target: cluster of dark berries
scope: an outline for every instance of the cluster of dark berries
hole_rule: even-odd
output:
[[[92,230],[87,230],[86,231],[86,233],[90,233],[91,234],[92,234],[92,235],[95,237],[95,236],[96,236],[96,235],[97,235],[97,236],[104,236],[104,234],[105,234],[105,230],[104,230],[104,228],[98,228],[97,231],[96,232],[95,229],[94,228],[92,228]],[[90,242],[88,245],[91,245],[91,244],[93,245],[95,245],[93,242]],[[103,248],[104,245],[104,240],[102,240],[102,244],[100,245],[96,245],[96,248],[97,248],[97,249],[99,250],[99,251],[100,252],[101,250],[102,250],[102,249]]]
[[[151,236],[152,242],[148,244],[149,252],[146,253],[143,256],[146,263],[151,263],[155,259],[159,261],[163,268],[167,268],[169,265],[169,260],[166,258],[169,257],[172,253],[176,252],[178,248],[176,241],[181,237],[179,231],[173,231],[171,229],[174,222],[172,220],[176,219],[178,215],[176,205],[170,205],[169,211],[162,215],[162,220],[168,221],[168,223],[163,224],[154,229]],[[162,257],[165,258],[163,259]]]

### 给定任务
逐字输出上方全部条目中的每一行，不作任何改动。

### 正确结果
target: cluster of dark berries
scope: an outline for every instance of the cluster of dark berries
hole_rule: even-odd
output:
[[[92,230],[87,230],[86,231],[86,233],[90,233],[91,234],[92,234],[92,235],[95,237],[95,236],[96,236],[96,235],[97,235],[97,236],[104,236],[104,234],[105,234],[105,230],[104,230],[104,228],[98,228],[97,231],[96,232],[95,229],[94,228],[92,228]],[[90,242],[88,245],[91,245],[91,244],[93,245],[95,245],[93,242]],[[103,248],[104,245],[104,240],[102,240],[102,244],[100,245],[96,245],[96,248],[97,248],[97,249],[99,250],[99,251],[100,252],[101,250],[102,250],[102,249]]]
[[[151,236],[152,242],[148,244],[149,252],[146,253],[143,256],[146,263],[151,263],[155,259],[159,261],[163,268],[167,268],[169,265],[169,260],[166,258],[169,257],[172,253],[176,252],[178,248],[176,241],[181,237],[179,231],[173,231],[171,229],[174,222],[172,220],[176,219],[178,215],[176,205],[170,205],[169,211],[162,215],[162,220],[168,221],[168,223],[163,224],[154,229]],[[162,257],[165,258],[163,259]]]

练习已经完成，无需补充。